::: RECORDS :::

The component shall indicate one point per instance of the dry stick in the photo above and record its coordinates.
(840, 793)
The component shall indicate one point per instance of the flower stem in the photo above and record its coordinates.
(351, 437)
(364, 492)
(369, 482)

:::

- [YOUR OBJECTIVE]:
Rewrite every line of the data above, including the requests, and multiply each coordinate in the answers by 2.3, rounding to the nearest whole number with halves rounded up.

- [FINAL RESULT]:
The component shall indicate one point per instance of the dry stick in the photo above and record its coordinates.
(1932, 1824)
The component shall indicate one point per instance of the flower stem in the photo above and record its coordinates.
(807, 1005)
(837, 1132)
(849, 1109)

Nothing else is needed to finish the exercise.